Consignes:
1/ Recopiez le passage du texte sur l’éolien au Japon compris entre « Le gouvernement japonais » et « longues et coûteuses. », ces deux extraits inclus.
2/ Relevez tous les sigles placés entre parenthèses dans le texte sur l’éolien au Japon.
3/ Donnez la suite du texte sur l’éolien au Japon, en reprenant juste après sa dernière phrase.

Texte de la page:
Le gouvernement japonais a fixé l’objectif en 2030 d’une production d’électricité assurée à 1,7% par l’éolien. L’atteinte de cet objectif repose sur d’importants déploiements et nécessite des innovations technologiques et réglementaires, afin de permettre le quadruplement des capacités éoliennes installées sur l’archipel entre 2015 et 2030. Dans la pratique, le développement des projets éoliens est en effet aujourd’hui confronté à de nombreuses difficultés qui rendent les initiatives du secteur privé longues et coûteuses.

1. Des politiques japonaises de développement et de promotion de l’énergie éolienne concrètes et ambitieuses

Eoliennes à Kitakyushu (MLIT)1.1 Les entités en charge du développement de l’éolien au Japon sont le Ministère de l’Economie, du Commerce et de l’Industrie (METI), qui définit au niveau national la politique de développement de l’éolien et a dressé des objectifs ambitieux de développement de l’éolien d’ici 2030 (voir graphique ci-dessous), et la New Energy and Industrial Technology Development Organization (NEDO), en charge d’appuyer financièrement les projets R&D pour le développement de nouvelles technologies et de promouvoir les politiques économiques et industriels du gouvernement.

Liste:
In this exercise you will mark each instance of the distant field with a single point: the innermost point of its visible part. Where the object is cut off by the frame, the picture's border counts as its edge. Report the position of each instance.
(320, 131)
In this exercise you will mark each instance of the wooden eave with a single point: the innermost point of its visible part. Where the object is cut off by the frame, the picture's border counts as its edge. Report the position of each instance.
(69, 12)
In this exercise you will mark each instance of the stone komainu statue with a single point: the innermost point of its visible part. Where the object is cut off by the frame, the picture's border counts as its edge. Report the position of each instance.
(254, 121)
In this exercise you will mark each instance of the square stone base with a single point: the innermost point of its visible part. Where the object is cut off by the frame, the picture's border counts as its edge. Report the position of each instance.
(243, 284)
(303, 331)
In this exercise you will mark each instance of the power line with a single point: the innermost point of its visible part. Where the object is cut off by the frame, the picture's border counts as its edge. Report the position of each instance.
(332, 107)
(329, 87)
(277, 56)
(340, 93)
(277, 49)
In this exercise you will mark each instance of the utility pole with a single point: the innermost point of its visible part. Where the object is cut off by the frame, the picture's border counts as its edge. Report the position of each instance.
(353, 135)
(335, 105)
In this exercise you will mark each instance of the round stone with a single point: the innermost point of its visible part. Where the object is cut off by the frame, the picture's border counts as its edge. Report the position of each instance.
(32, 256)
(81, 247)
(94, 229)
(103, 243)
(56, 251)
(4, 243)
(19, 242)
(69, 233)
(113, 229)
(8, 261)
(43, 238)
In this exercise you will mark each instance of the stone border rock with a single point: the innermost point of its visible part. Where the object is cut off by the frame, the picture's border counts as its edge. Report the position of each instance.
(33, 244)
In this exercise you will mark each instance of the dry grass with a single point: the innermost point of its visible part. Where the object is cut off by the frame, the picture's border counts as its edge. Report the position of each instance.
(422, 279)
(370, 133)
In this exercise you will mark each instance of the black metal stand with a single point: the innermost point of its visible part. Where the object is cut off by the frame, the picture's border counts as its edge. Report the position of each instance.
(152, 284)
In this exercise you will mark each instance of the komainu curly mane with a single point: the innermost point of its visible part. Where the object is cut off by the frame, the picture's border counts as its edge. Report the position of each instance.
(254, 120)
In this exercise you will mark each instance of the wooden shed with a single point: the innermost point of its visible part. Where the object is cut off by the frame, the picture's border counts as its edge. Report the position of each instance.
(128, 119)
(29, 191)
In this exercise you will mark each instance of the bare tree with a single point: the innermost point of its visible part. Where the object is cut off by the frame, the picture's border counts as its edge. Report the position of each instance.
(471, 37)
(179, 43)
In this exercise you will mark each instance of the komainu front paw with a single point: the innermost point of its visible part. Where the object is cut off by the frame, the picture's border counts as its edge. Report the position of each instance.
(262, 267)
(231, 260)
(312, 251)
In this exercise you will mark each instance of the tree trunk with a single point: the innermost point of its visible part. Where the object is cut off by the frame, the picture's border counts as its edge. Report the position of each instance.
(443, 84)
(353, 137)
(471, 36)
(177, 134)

Réponses fournies:
1/
Le gouvernement japonais a fixé l’objectif en 2030 d’une production d’électricité assurée à 1,7% par l’éolien. L’atteinte de cet objectif repose sur d’importants déploiements et nécessite des innovations technologiques et réglementaires, afin de permettre le quadruplement des capacités éoliennes installées sur l’archipel entre 2015 et 2030. Dans la pratique, le développement des projets éoliens est en effet aujourd’hui confronté à de nombreuses difficultés qui rendent les initiatives du secteur privé longues et coûteuses.

2/ MLIT, METI, NEDO

3/
L’éolien  représente 1% du mix électrique japonais en 2016, avec 3,3 GW de capacités en opération. L’objectif de développement fixé par le METI est d’atteindre une part d’éolien de 1,7% du mix électrique et au minimum 10 GW de capacités installées (soit une multiplication par 3 par rapport à 2016). Bien que l’éolien en mer soit régulièrement mis en avant, l’enjeu réel sur les 15 prochaines années pour le développement éolien au Japon est donc très largement sur l’éolien terrestre, qui devra représenter 9,2 GW des 10 GW prévus en 2030.

Eolien

1.2 Le développement de l’éolien au Japon est corrélé aux tarifs d’achat d’électricité renouvelable en vigueur et aux politiques de développement établies par le gouvernement pour appuyer le déploiement des technologies éoliennes sur l’archipel.

(i) L’éolien terrestre

Le gouvernement japonais aspire à augmenter les capacités installées d’éolien terrestre tout en réduisant les coûts de production jusqu’à 8-9 JPY/kWh d’ici 2030. Le développement de l’éolien terrestre au Japon est pénalisé principalement par le manque d’espace disponible (ou non-protégé) sur l’archipel (parcs naturels, sources chaudes, sites de production agricoles). Le METI a donc formé un groupe de travail en 2016 en vue d’alléger les conditions de validation pour le lancement de projets éoliens terrestres. En effet, les entreprises porteuses de projets doivent passer par une procédure longue et stricte, prévue dans les lois japonaises réglementant la phase d’étude d’impact environnemental (Hot Spring Law, Migratory Bird Law, Natural Park Law et Agricultural Land Law). Le gouvernement japonais a déjà réformé la loi sur les parcs naturels pour permettre au secteur privé d’entreprendre des projets verts dans les zones protégées par cette loi. Des améliorations sont attendues courant 2018 pour une simplification des procédures.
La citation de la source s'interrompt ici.